▸ **WHAT IS NEEDED**:
Locate each line below that contains the word "roof" and copy every such line in full.

▸ **DATASET EXCERPTS**:
BEGIN

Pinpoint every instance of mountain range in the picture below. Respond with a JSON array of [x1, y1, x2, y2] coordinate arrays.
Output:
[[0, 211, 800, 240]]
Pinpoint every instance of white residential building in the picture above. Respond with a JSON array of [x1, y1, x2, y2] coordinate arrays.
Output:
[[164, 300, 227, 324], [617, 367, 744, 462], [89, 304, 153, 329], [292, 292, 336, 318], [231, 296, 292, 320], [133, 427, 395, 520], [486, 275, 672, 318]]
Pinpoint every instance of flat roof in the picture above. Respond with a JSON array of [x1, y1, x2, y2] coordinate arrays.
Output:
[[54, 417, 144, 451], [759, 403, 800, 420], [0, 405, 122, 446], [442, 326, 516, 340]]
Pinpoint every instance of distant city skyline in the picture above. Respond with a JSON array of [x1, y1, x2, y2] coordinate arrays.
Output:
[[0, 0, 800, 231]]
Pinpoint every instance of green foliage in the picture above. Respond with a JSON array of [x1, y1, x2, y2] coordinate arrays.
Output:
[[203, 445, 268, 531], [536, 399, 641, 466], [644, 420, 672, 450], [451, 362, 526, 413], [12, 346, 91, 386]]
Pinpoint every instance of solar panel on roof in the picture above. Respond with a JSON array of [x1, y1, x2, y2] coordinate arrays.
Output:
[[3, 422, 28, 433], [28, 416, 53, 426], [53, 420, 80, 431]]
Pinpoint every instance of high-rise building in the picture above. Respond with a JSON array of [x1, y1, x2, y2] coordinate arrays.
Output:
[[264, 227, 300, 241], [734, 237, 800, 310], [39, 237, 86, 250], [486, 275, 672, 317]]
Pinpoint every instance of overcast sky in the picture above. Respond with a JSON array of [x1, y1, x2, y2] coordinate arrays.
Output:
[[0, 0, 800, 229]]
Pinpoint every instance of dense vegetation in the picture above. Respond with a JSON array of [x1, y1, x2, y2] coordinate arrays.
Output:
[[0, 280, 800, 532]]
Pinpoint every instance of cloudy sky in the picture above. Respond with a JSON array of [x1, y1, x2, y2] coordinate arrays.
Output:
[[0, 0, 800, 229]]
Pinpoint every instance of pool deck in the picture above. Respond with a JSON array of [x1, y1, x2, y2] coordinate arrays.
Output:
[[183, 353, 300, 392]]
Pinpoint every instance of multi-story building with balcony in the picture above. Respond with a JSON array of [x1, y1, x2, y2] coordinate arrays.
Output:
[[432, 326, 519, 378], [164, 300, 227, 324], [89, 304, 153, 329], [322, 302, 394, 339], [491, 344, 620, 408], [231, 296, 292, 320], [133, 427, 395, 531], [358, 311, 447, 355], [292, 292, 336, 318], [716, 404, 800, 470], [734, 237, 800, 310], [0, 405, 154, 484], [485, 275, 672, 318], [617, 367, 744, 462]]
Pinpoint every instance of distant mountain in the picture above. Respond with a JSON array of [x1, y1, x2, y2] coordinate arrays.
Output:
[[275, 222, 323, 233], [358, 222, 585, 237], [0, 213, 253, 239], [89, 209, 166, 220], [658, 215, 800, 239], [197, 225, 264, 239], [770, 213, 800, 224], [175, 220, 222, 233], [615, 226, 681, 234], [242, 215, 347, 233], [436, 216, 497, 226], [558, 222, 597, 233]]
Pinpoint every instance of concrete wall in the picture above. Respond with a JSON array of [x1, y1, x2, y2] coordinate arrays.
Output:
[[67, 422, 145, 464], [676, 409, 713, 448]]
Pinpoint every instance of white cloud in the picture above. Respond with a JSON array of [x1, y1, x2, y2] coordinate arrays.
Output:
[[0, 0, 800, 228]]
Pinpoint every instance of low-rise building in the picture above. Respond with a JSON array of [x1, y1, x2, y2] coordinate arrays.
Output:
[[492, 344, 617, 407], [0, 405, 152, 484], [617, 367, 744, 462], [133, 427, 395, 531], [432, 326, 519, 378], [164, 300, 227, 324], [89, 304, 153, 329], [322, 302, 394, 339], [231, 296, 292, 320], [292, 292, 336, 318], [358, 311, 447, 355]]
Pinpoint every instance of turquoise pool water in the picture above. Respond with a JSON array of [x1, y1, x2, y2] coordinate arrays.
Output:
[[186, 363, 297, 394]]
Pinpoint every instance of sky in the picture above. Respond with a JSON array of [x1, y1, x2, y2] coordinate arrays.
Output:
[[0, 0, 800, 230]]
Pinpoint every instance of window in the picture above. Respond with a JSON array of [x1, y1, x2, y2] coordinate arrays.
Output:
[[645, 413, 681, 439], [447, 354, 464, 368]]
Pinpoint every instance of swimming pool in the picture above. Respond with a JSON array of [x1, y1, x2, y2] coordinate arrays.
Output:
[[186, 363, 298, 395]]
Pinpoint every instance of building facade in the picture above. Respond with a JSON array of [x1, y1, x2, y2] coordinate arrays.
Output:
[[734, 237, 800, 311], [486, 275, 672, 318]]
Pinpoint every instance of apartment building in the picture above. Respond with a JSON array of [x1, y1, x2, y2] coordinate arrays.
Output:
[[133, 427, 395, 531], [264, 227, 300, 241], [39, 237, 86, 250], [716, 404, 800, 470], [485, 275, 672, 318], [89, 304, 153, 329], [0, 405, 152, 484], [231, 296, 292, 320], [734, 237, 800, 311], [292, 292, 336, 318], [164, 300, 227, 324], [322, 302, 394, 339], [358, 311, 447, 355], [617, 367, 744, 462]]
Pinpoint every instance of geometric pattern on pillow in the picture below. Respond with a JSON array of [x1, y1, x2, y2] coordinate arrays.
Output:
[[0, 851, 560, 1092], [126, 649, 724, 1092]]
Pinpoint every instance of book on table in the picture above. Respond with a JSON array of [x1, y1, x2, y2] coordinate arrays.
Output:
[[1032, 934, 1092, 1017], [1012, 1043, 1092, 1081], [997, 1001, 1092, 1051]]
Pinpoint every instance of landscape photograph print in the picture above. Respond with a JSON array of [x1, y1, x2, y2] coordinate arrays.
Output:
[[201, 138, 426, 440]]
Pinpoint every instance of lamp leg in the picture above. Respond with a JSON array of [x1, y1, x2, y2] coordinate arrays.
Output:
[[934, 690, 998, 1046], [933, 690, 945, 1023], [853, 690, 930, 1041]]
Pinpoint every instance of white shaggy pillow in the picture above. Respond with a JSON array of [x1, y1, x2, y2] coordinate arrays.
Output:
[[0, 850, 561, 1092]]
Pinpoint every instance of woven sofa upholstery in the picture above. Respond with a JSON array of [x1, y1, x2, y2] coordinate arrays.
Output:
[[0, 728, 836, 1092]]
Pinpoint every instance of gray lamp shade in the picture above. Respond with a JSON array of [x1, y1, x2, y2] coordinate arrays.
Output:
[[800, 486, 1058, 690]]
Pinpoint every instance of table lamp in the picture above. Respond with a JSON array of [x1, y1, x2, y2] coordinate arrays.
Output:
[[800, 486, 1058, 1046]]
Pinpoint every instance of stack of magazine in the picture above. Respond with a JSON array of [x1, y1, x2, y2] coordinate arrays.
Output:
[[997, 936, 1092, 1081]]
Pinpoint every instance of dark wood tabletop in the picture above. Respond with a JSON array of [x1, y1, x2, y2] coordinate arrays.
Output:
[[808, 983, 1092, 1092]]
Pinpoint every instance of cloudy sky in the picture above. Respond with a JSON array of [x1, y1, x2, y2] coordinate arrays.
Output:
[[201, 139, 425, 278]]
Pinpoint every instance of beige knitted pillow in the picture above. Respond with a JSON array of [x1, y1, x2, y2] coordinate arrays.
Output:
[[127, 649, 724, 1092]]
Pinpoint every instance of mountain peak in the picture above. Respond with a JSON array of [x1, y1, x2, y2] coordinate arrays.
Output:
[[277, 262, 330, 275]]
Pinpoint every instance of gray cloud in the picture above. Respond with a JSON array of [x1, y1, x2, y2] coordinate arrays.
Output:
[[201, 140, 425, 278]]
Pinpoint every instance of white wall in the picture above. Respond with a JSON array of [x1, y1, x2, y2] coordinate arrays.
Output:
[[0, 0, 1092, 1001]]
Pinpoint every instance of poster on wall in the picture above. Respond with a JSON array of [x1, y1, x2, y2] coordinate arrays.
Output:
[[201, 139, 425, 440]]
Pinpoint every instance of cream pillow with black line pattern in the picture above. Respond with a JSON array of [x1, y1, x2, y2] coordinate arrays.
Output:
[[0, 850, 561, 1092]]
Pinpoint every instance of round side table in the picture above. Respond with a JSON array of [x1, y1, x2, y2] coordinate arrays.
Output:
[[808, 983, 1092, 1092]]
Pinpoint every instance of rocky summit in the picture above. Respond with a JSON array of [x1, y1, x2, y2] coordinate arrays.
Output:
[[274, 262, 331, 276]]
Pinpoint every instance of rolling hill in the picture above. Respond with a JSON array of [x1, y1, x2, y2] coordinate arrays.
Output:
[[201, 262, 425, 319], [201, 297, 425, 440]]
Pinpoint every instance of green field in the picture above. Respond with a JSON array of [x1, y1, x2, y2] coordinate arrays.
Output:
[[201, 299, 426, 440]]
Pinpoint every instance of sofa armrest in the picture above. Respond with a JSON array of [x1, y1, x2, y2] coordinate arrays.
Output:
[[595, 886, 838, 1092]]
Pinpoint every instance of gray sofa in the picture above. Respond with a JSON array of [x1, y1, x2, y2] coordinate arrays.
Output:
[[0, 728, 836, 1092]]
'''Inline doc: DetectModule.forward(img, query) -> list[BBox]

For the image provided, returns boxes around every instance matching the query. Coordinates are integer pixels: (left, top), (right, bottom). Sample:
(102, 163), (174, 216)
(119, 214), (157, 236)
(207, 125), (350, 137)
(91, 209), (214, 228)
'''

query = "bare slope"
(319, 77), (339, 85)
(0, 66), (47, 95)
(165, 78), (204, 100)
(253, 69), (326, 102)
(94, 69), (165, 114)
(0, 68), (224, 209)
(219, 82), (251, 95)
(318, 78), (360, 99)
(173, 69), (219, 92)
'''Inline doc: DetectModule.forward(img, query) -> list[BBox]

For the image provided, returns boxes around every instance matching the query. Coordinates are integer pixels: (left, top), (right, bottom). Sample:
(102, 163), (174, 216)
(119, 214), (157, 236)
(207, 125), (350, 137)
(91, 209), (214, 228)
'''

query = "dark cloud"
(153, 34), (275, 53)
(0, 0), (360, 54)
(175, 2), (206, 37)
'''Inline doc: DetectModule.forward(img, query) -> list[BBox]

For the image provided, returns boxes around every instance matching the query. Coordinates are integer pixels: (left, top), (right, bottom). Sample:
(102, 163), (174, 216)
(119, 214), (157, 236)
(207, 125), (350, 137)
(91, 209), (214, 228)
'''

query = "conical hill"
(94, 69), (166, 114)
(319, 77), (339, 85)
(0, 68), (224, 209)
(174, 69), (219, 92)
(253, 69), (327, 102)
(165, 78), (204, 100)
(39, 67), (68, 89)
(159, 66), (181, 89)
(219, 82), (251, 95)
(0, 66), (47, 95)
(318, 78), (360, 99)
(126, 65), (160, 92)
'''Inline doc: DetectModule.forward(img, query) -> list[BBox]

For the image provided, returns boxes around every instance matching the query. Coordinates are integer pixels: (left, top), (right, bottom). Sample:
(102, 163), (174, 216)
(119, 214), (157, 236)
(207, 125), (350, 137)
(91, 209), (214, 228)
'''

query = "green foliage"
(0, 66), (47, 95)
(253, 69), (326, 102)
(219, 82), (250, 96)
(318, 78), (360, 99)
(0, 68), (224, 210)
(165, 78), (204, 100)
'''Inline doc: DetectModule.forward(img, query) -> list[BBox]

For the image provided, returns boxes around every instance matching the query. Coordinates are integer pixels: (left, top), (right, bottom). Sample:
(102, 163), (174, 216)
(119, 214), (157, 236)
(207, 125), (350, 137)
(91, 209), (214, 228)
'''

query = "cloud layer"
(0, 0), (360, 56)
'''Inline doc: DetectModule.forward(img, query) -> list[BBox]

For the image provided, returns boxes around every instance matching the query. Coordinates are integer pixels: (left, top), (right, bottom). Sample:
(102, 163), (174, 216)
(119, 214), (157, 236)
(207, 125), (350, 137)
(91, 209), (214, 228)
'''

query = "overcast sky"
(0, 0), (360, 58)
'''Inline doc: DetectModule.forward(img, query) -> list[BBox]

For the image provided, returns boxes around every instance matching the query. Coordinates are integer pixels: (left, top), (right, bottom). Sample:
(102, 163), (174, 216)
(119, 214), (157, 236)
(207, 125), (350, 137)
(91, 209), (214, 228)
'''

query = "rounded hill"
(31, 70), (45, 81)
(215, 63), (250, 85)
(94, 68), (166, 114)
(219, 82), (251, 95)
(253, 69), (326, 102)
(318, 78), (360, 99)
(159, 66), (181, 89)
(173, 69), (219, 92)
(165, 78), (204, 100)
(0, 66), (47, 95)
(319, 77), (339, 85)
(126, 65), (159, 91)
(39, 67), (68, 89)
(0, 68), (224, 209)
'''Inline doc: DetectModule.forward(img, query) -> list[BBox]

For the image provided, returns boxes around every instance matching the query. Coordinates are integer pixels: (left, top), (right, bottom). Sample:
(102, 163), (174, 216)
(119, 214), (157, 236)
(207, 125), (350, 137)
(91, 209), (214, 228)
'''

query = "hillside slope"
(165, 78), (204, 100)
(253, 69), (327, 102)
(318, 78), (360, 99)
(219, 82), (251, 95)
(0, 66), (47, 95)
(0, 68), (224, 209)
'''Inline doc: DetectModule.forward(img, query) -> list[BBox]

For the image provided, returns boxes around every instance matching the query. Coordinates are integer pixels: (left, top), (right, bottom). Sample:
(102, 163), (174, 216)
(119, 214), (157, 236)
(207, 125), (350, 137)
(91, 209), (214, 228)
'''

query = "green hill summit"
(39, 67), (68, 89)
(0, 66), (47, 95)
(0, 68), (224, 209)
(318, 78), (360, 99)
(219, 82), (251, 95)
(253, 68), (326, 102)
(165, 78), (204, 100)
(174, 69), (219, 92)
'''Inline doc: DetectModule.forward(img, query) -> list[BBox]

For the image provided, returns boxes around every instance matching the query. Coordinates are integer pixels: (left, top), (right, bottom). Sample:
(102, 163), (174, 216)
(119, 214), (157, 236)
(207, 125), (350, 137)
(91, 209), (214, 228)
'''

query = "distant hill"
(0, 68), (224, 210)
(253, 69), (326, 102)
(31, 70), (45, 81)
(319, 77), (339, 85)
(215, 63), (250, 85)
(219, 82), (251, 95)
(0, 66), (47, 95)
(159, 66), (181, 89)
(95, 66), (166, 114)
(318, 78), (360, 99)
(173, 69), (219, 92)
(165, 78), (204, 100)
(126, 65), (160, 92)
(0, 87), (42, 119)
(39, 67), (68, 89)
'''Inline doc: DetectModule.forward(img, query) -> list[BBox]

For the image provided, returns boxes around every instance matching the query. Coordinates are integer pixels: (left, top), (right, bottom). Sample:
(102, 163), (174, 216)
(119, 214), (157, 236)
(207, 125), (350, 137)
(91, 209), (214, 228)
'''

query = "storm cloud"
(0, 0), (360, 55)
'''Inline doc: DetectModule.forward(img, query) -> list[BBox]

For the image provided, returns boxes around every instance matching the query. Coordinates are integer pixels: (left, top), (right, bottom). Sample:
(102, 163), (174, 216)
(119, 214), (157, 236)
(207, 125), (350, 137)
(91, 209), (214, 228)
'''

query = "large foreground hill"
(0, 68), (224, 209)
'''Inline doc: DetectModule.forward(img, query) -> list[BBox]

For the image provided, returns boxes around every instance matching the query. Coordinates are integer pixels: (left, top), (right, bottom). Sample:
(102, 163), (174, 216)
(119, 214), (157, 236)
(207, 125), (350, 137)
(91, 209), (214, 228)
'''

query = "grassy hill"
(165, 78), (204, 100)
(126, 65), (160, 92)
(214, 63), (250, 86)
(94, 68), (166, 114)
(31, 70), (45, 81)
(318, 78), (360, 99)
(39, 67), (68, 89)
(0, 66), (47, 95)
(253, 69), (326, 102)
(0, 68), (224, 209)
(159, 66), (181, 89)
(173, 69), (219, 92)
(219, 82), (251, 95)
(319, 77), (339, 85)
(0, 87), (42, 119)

END

▸ **SOLUTION**:
Pinpoint every instance of flat roof in the picture above. Respond with a JSON array of [x1, y1, x2, y2] coordinate arrays.
Pinpoint every instance of solar panel on roof in the picture above. Respond with a JSON array of [x1, y1, x2, y2] coordinate arrays.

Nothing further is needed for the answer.